For the string "navy", search the entries below and copy every line where it appears.

(Beginning of RECORDED DATA)

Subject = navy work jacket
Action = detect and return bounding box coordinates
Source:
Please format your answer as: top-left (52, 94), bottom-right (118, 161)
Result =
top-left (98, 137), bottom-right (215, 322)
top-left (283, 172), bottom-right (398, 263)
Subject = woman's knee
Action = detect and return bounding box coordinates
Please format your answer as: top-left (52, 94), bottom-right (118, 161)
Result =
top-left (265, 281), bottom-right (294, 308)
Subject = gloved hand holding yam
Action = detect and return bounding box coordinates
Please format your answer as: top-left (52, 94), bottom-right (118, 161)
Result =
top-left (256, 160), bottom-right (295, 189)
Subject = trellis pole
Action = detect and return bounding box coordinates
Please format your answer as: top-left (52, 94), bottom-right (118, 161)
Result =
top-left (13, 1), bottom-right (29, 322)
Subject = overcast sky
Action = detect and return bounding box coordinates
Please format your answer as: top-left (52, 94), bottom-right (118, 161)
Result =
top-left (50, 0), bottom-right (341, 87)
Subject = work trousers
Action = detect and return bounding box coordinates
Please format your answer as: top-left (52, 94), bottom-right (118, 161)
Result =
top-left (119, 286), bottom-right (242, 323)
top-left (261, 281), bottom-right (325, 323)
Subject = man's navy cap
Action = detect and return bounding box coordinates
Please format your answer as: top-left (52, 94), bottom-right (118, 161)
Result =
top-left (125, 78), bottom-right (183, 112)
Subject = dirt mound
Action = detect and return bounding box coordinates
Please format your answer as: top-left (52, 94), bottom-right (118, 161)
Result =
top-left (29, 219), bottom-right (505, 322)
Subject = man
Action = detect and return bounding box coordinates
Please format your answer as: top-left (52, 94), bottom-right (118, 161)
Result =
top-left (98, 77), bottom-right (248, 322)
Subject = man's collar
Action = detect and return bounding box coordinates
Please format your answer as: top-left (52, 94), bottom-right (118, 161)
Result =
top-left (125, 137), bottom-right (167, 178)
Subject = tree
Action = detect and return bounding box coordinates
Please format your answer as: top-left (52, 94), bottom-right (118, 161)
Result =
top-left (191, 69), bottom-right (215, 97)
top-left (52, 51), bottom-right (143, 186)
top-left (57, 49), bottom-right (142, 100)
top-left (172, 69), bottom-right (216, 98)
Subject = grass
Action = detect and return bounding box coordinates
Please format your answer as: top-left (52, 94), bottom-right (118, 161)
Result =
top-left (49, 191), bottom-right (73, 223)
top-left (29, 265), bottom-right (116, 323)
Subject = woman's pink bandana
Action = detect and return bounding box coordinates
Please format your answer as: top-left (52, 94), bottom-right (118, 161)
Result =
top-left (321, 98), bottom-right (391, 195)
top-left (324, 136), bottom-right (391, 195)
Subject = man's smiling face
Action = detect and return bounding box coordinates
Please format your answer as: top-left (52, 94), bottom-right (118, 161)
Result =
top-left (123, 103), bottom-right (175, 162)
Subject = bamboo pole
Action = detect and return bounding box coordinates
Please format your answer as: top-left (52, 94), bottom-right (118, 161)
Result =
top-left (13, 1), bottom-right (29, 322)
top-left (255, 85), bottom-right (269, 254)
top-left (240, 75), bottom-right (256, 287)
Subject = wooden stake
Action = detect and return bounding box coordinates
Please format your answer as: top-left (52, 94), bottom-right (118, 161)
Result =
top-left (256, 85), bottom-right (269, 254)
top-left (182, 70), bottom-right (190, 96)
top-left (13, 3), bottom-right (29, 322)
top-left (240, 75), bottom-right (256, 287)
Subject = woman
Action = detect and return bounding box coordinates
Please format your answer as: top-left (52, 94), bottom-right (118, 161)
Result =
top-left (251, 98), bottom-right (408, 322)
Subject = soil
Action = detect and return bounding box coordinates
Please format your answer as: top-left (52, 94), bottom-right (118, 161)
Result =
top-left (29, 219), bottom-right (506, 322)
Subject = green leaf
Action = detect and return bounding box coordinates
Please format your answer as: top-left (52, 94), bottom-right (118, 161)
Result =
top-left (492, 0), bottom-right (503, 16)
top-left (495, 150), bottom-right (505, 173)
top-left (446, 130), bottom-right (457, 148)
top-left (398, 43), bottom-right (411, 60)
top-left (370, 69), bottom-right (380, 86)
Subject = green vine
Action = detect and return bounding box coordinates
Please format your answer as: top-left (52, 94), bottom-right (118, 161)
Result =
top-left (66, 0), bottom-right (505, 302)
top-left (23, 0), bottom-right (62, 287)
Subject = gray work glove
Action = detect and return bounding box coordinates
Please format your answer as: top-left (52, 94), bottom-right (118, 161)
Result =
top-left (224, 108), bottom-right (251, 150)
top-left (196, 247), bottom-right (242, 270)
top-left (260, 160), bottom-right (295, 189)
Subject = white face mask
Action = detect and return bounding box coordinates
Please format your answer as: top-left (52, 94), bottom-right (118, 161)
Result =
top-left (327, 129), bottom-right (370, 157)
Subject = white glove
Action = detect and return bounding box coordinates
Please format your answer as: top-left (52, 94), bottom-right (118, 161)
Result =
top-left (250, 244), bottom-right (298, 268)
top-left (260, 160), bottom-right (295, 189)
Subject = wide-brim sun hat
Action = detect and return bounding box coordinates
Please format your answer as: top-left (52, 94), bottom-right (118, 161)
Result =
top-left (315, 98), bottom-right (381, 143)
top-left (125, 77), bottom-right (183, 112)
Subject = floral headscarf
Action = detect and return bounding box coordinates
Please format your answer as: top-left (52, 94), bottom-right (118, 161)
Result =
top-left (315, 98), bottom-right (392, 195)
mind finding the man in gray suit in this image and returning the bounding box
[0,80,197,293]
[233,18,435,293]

(End of RECORDED DATA)

◆ WRITTEN ANSWER ◆
Subject = navy work jacket
Subject = man's navy cap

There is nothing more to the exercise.